** Opening TEXT FOR ANALYSIS block **

The second “dappo”-related car crash in two weeks puts even more attention on the status of the “questionably legal” drug.

On Sunday, Tokyo police arrested a man in his 30s who appeared to be under the influence of the drug, following an accident in which three people were injured. The collision took place in a busy intersection of Kita Ward in Tokyo when the driver suddenly drove through a red light, striking a motorcycle and a taxi.

Officials from the Metropolitan Police Department at Akabane station said the man seemed to be intoxicated, and behaved violently before being apprehended by the officers. A search of the car turned up a bag of what police believed to be a bag of dappo, along with “drug paraphernalia.”

Less than two weeks ago, a driver suspected to be high on the herb drove onto a sidewalk near Ikebukuro Station, killing one person and injuring seven.

Dappo is made by infusing legal herbs with stimulants. It was officially declared illegal after a revision of Japan’s Pharmaceutical Affairs Law in April 2013, and this year, the health ministry included 10 chemicals that have been popularly used in conjunction with dappo to a list of “‘designated drugs’ that are known to have a negative effect on the human body.” However, enterprising chemists can easily make slight changes to the chemical compounds used for dappo, creating new variations that stand outside the reach of the law. As Manabu Fuchioka, a health ministry official in charge of drug abuse measures explained to The Japan Times, “we can add new dappo herb ingredients to the list of banned chemicals, but vendors can easily alter the ingredients slightly.”

Given how slowly the wheels of bureaucracy move—and how quickly the drugs can be altered to dodge the law—it’s unlikely that government bodies are going to legislate the drug out of existence any time soon. It also seems to be hard to believe, as some reports say, that dappo users don’t believe that smoking it is much different from smoking a cigarette. “Synthetic marijuana” is sold in many other countries as well, and by most accounts is harder on the body than the natural drug it means to replace: overdoses are frequent, and the real effects of substances sold under the umbrella term are difficult to gauge, given the sheer variety of their chemical compounds.

** Closing TEXT FOR ANALYSIS block **
** Opening DATA SECTION block **

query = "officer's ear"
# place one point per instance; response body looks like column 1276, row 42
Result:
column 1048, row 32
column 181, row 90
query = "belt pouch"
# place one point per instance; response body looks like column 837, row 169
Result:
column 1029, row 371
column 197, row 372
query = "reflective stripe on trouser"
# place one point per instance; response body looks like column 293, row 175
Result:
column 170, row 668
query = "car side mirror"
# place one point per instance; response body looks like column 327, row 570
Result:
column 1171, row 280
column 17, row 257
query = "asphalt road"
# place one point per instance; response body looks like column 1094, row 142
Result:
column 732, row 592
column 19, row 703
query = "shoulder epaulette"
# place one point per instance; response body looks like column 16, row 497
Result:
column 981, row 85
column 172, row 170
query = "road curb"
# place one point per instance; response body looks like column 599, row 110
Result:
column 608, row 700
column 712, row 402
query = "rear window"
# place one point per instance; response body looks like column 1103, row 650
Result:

** Closing DATA SECTION block **

_YOUR OBJECTIVE_
Retype everything from "Less than two" down to "and injuring seven." in the dappo article above, word for word.

_EXPECTED OUTPUT_
Less than two weeks ago, a driver suspected to be high on the herb drove onto a sidewalk near Ikebukuro Station, killing one person and injuring seven.